# SOURCE:
○ ○ ○
Review of Deadly Recall by Donnell Ann Bell
5 stars
I reviewed a complimentary e-book copy provided by the author
and publisher via NetGalley, in return for my fair and impartial review.
“Deadly Recall” is a thriller as much as it is romantic
suspense, with a cast of characters who keep turning the screws of tension (and
turning up the interpersonal heat level) while the protagonist, Eden Moran,
suffers from traumatic amnesia, a condition which revolves around only one set
of memories—but which has affected her entire life from age nine. Once a good
student, and a prodigal piano artiste, one event—and the fact that she
witnessed it, inadvertently, resulted in failing grades, expulsion from the
parochial school, a lifetime of manipulation and disbelief from her controlling
mother. Now she is an accomplished public defender for the City of Albuquerque,
managing a lonely but successful life—until bones are discovered in the desert,
in the excavation for yet another new shopping center.
○ ○ ○
# TASKS TO PERFORM:
a. According to the review of Deadly Recall, what job does Eden Moran hold now?
b. Write the next part of the review of Deadly Recall, picking up after its last sentence.
The data that comes after this review is from a separate source.

# DATASET EXTRACT:
○ ○ ○
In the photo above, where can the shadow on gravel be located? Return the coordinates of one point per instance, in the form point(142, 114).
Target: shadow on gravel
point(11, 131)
○ ○ ○
# SET OF ANSWERS:
a. She is an accomplished public defender for the City of Albuquerque.

b.
Over the past couple of decades, scandal and trauma in the
Roman Catholic Church has been exposed often, specifically child abuse. Author
Donnell Ann Bell takes a new perspective to the Church, offering a priest who first
seduces nuns, then murders; then gets a promotion. The sensuality is steaming
but tasteful, and the romantic tension and push-me/pull-you emotions between
the detective and the public defender are delightful, sure to appeal to readers
who love romantic suspense which has both the qualities of romance and of
suspense.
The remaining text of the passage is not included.